■ **DATA EXCERPTS**:
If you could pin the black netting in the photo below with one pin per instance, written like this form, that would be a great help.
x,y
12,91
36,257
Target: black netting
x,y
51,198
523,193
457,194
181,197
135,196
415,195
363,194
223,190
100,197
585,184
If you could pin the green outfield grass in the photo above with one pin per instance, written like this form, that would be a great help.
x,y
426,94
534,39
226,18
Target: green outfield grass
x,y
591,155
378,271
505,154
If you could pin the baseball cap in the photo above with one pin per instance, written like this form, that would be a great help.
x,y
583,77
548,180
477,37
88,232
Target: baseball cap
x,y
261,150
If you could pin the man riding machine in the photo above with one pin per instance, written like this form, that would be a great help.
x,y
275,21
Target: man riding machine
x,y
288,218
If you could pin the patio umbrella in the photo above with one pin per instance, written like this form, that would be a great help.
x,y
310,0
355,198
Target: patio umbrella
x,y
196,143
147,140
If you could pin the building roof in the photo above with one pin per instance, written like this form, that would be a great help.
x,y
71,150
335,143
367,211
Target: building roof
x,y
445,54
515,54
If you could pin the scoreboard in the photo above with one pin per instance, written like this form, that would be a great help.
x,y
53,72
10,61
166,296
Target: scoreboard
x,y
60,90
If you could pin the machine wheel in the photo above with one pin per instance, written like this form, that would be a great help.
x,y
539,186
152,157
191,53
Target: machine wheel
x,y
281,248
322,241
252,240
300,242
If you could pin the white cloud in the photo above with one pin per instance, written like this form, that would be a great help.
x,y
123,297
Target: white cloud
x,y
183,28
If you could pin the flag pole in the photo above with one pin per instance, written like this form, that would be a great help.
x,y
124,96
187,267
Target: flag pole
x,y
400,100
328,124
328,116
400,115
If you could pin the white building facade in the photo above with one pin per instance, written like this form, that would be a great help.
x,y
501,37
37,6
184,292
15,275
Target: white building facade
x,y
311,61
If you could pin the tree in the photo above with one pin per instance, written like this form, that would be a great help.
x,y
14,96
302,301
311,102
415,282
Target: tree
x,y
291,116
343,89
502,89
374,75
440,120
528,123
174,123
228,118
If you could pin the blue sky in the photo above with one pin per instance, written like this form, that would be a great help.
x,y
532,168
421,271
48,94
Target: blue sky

■ **WHAT THE EXERCISE ASKS**: Rewrite all of the lines above, changing every "great help" to "big help" and leaving everything else untouched.

■ **SOLUTION FOR THIS PROBLEM**:
If you could pin the black netting in the photo below with one pin per instance, written like this form, that would be a big help.
x,y
12,91
36,257
Target: black netting
x,y
51,198
523,193
457,194
181,197
135,196
415,195
363,194
223,190
100,197
585,184
If you could pin the green outfield grass in the photo above with one pin per instance, written like this form, that would be a big help.
x,y
426,94
534,39
226,18
Target: green outfield grass
x,y
591,155
378,271
505,154
If you could pin the baseball cap in the photo above with one pin per instance, written like this form, that would be a big help.
x,y
583,77
548,180
477,37
88,232
Target: baseball cap
x,y
261,150
If you could pin the man riding machine in the photo above with one pin per instance, written like this form, that would be a big help.
x,y
275,21
Target: man riding machine
x,y
288,218
If you could pin the patio umbrella in the photo above with one pin per instance, written like this form, that would be a big help.
x,y
310,0
355,198
Target: patio umbrella
x,y
196,143
147,140
If you could pin the building roof in the photo above with one pin per instance, written like this form, that would be a big help.
x,y
71,150
335,143
367,211
Target: building roof
x,y
445,54
515,54
If you could pin the scoreboard in the photo above with one pin per instance, written like this form, that would be a big help.
x,y
53,72
10,61
166,296
Target: scoreboard
x,y
60,90
If you could pin the machine wheel in the photo above with one pin per instance, written like this form, that would be a big help.
x,y
539,186
152,157
191,53
Target: machine wheel
x,y
281,248
322,241
252,240
300,242
If you could pin the white cloud in the photo above with one pin per instance, written like this form, that would be a big help.
x,y
123,297
Target: white cloud
x,y
183,28
If you could pin the flag pole in the photo above with one pin per instance, written like this form, that would be a big help.
x,y
124,96
187,267
Target: flag pole
x,y
400,100
328,124
328,116
400,115
If you could pin the white building facade in the photo above with one pin per instance, written like this form, that would be a big help.
x,y
501,37
37,6
184,292
15,275
Target: white building facade
x,y
311,61
If you could pin the tree in the photo above with one pin per instance, written like this form, that would be a big help.
x,y
14,96
302,301
311,102
415,282
Target: tree
x,y
291,116
343,89
502,89
374,75
440,120
528,123
174,123
228,118
If you could pin the blue sky in the photo above with one pin per instance, written like this form, that would be a big help.
x,y
532,168
421,271
48,94
Target: blue sky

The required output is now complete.